Problem description> In the recipe below, copy the passage from "- Over medium" up to and including "pepper and salt." word for word.

Text section>
▬▬▬▬▬▬▬▬▬▬

Submitted by: Jessica
4.5 stars
Ingredients:
- 4 tablespoons butter
- 4 cloves garlic, finely minced
- 1/2 tablespoon dried basil
- 8 ounces cream cheese, softened
- 8 ounce jar sun-dried tomatoes, rinsed, drained and chopped
- 2 cups milk
- 6 ounces Parmesan cheese, grated (about 2 cups)
- 1/2 tsp ground black pepper
- 1/2 tsp salt, more to taste if needed
- diced fresh tomatoes and fresh basil for topping (optional)
Directions:
- In a medium pot or skillet, melt the butter over medium heat. Add the garlic and cook for about 2 minutes, stirring constantly, taking care not to let the garlic burn. Stir in the dried basil. Add the cream cheese, stirring with a whisk until the mixture is smooth. It will look curdled at first, but with constant whisking for 2-3 minutes, it will come together to form a smooth, creamy paste. Stir in the sun-dried tomatoes.
- Over medium heat, add the milk gradually, about 1/4 cup at a time, whisking quickly and constantly until each addition is incorporated fully into the sauce. Stir in the Parmesan cheese, pepper and salt.
- Cook over medium heat, stirring until the cheese is melted and the sauce is the desired consistency, 5-10 minutes. Serve over hot, cooked noodles
This picture isn't very appetizing. I think it's because I used wheat noodles and the colors kind of blend. They recommend bow-tie pasta with this dish.

▬▬▬▬▬▬▬▬▬▬

[Collection entries]
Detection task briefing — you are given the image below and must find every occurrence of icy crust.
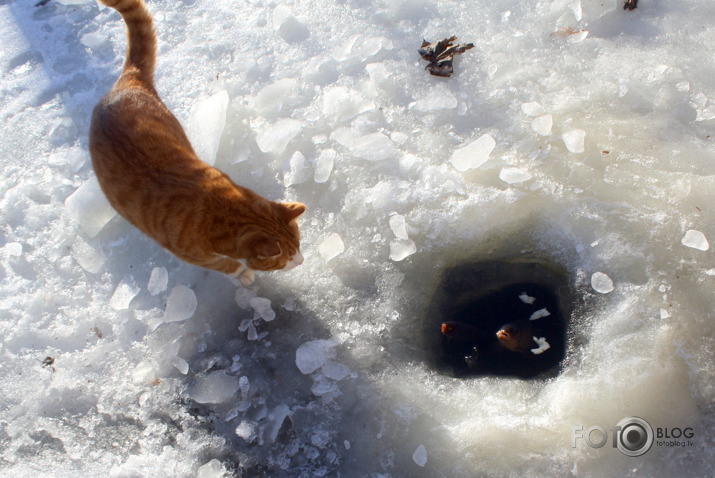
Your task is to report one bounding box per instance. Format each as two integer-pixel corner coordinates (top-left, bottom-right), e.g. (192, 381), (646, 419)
(0, 0), (715, 478)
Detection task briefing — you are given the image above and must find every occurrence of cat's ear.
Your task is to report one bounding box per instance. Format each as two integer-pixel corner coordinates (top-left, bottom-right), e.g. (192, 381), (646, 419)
(253, 237), (281, 259)
(279, 202), (306, 222)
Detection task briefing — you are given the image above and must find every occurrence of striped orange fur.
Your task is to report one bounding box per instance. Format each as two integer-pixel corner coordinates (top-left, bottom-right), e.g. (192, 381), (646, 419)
(89, 0), (306, 284)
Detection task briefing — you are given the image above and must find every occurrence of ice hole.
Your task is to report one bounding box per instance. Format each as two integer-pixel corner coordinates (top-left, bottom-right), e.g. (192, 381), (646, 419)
(424, 258), (573, 379)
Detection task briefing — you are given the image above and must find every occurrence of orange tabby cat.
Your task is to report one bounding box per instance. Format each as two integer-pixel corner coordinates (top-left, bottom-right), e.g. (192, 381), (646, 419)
(89, 0), (305, 284)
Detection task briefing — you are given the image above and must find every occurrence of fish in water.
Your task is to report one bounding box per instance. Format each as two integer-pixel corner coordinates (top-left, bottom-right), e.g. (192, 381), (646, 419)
(441, 319), (548, 367)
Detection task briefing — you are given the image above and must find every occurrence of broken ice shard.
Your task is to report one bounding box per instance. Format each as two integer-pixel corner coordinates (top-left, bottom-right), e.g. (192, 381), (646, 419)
(164, 284), (198, 322)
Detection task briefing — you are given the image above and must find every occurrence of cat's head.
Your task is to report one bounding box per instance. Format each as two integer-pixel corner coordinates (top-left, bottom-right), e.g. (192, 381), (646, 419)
(246, 202), (306, 271)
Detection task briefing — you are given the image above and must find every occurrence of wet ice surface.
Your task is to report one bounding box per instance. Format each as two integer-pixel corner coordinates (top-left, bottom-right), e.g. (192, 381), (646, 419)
(0, 0), (715, 478)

▬▬▬▬▬▬▬▬▬▬

Finished exercise>
- Over medium heat, add the milk gradually, about 1/4 cup at a time, whisking quickly and constantly until each addition is incorporated fully into the sauce. Stir in the Parmesan cheese, pepper and salt.